The records should be repeated word for word, pictures excluded.

Point placement records
Start
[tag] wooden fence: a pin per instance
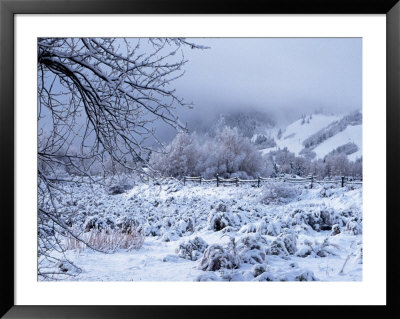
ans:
(235, 180)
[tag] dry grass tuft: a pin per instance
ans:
(106, 240)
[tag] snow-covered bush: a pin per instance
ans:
(105, 240)
(335, 230)
(220, 218)
(258, 269)
(285, 244)
(192, 249)
(317, 249)
(208, 276)
(251, 249)
(354, 226)
(216, 257)
(279, 193)
(316, 219)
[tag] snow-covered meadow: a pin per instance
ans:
(277, 232)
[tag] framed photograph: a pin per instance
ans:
(174, 154)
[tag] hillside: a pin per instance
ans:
(322, 134)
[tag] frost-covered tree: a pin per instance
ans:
(98, 100)
(180, 157)
(227, 153)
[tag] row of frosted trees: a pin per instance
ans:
(229, 154)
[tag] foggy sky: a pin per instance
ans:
(284, 77)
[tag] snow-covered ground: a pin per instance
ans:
(278, 232)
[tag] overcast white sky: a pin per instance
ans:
(282, 76)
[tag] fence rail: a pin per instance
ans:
(310, 179)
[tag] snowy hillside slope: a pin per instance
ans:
(295, 133)
(328, 131)
(350, 134)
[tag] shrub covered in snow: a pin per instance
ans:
(220, 217)
(251, 249)
(192, 249)
(279, 193)
(317, 249)
(216, 257)
(285, 244)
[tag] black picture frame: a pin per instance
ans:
(9, 8)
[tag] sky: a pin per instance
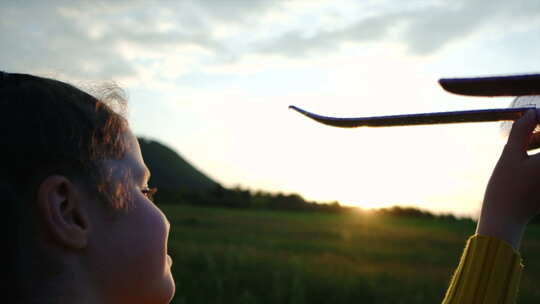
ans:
(213, 80)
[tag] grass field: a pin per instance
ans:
(256, 256)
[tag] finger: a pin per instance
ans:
(521, 133)
(534, 142)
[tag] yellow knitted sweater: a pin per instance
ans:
(489, 272)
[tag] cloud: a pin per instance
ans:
(120, 39)
(87, 39)
(423, 29)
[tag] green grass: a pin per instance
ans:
(257, 256)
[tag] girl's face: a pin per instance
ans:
(129, 254)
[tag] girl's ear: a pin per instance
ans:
(60, 212)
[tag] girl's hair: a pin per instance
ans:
(51, 127)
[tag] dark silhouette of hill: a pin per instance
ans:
(171, 172)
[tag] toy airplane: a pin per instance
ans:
(525, 87)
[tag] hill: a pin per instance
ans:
(171, 172)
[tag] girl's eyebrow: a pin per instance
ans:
(143, 174)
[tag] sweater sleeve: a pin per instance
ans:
(489, 272)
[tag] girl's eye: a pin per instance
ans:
(149, 192)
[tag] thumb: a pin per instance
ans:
(521, 132)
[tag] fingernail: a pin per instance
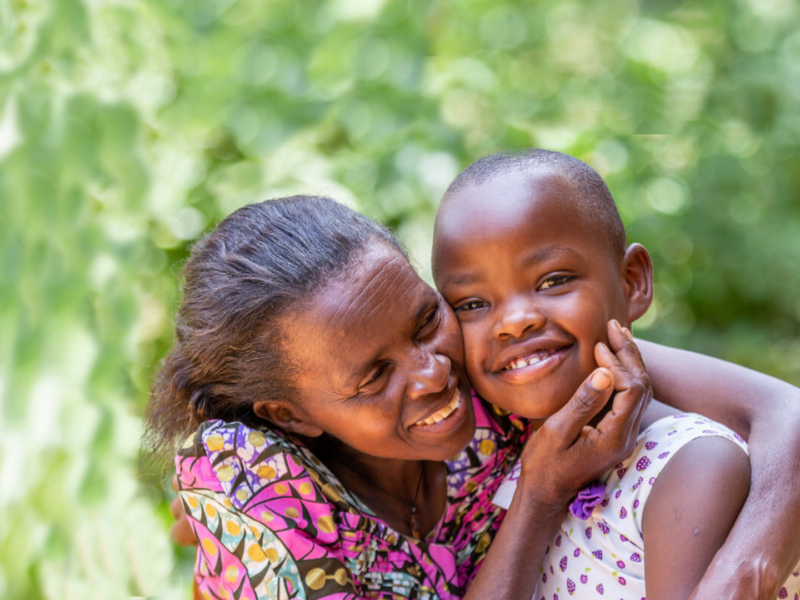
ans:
(601, 380)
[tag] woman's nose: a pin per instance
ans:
(516, 319)
(429, 375)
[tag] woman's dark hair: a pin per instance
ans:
(239, 281)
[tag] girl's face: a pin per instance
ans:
(378, 363)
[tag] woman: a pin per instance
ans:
(305, 331)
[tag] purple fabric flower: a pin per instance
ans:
(584, 503)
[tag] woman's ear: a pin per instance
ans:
(286, 416)
(638, 281)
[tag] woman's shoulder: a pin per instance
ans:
(266, 516)
(243, 461)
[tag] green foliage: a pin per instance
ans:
(127, 128)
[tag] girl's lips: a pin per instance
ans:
(524, 374)
(450, 416)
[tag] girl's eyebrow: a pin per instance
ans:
(458, 279)
(548, 252)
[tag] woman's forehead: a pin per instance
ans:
(377, 299)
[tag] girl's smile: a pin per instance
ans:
(534, 281)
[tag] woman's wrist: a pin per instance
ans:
(544, 499)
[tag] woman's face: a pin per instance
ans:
(379, 363)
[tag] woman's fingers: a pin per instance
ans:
(584, 404)
(620, 427)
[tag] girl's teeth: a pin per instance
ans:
(522, 362)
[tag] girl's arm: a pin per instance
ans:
(690, 512)
(763, 545)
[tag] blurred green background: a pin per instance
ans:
(128, 127)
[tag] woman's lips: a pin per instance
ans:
(529, 367)
(446, 418)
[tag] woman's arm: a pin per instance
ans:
(763, 545)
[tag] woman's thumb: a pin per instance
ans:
(585, 403)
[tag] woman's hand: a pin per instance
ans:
(566, 453)
(180, 532)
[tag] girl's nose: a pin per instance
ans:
(517, 319)
(429, 375)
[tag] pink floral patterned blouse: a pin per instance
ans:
(273, 522)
End
- **Output for this exercise**:
[tag] wooden fence: a pin per instance
ans:
(235, 180)
[tag] dry grass tuft: a pin per instance
ans:
(106, 240)
[tag] snow-covered bush: a pin per instance
ans:
(105, 240)
(335, 230)
(220, 218)
(258, 269)
(285, 244)
(192, 249)
(317, 249)
(208, 276)
(251, 249)
(354, 226)
(216, 257)
(279, 193)
(316, 219)
[tag] snow-covered meadow: a pin per instance
ans:
(277, 232)
[tag] framed photograph: a pin per instance
ans:
(174, 154)
[tag] hillside: a pin per instance
ans:
(322, 134)
[tag] frost-covered tree: a pin per instance
ans:
(98, 100)
(180, 157)
(227, 153)
[tag] row of frosted trees: a pin per instance
ans:
(229, 154)
[tag] foggy sky: a pin per instance
ans:
(284, 77)
[tag] snow-covered ground: a pin per instance
ans:
(278, 232)
[tag] overcast white sky: a pin per instance
ans:
(282, 76)
[tag] fence rail: a pin per instance
ans:
(310, 179)
[tag] snowy hillside slope: a pin per instance
ans:
(295, 133)
(328, 131)
(350, 134)
[tag] shrub covered in snow: a pin per instance
ans:
(220, 217)
(251, 249)
(192, 249)
(279, 193)
(317, 249)
(216, 257)
(285, 244)
[tag] black picture frame: a pin per instance
ans:
(9, 8)
[tag] sky: a pin per instance
ans:
(213, 80)
[tag] grass field: a pin per instance
ans:
(256, 256)
[tag] finger: a pin per instance
ans:
(521, 133)
(534, 142)
[tag] yellow knitted sweater: a pin per instance
ans:
(489, 272)
[tag] cloud: a pin per instance
ans:
(120, 39)
(87, 39)
(423, 29)
[tag] green grass: a pin per instance
ans:
(257, 256)
[tag] girl's face: a pin per instance
ans:
(129, 254)
[tag] girl's ear: a pin per instance
ans:
(60, 212)
[tag] girl's hair: a pin per instance
ans:
(51, 127)
[tag] dark silhouette of hill: a pin per instance
ans:
(171, 172)
[tag] toy airplane: a pin per instance
ans:
(525, 87)
[tag] hill: a pin per instance
ans:
(171, 172)
[tag] girl's eyebrow: a pin per instance
ans:
(143, 174)
[tag] sweater sleeve: a pin per instance
ans:
(489, 272)
[tag] girl's eye: a pin per instance
ans:
(149, 192)
[tag] thumb: a pin per instance
ans:
(521, 132)
[tag] fingernail: a pin per instance
ans:
(601, 380)
[tag] woman's nose: a pin per instance
ans:
(516, 319)
(429, 375)
[tag] woman's dark hair: a pin per instance
ans:
(239, 281)
[tag] girl's face: a pin per instance
ans:
(378, 363)
[tag] woman: a pin per instance
ans:
(305, 331)
[tag] purple fabric flower: a pin per instance
ans:
(584, 503)
[tag] woman's ear: a pin per instance
ans:
(286, 416)
(638, 281)
[tag] woman's shoulder: a pin per instance
ans:
(266, 516)
(243, 461)
[tag] green foliage: a pin per instance
ans:
(127, 128)
[tag] girl's lips: a pin per instance
ans:
(524, 374)
(450, 416)
[tag] girl's eyebrow: a pin per instance
ans:
(458, 279)
(548, 252)
[tag] woman's forehead: a pin per instance
ans:
(377, 299)
[tag] girl's smile: a pin per instance
ans:
(534, 281)
[tag] woman's wrist: a pin per instance
ans:
(544, 499)
[tag] woman's face: a pin per instance
ans:
(379, 363)
[tag] woman's fingers: a pin per instance
ans:
(584, 404)
(620, 427)
[tag] girl's teeth: a pin per instance
ans:
(522, 362)
[tag] girl's arm: a pin per instance
ans:
(690, 512)
(763, 545)
[tag] blurred green background: a pin per instance
ans:
(128, 127)
[tag] woman's lips: a pin per instance
ans:
(529, 367)
(446, 418)
[tag] woman's arm: a pin per instance
ans:
(763, 545)
[tag] woman's thumb: a pin per instance
ans:
(585, 403)
[tag] woman's hand: a pin per instance
ans:
(566, 453)
(180, 532)
[tag] girl's nose: a pin per instance
ans:
(517, 319)
(429, 375)
[tag] pink floral patterned blouse: a pin per instance
ans:
(273, 522)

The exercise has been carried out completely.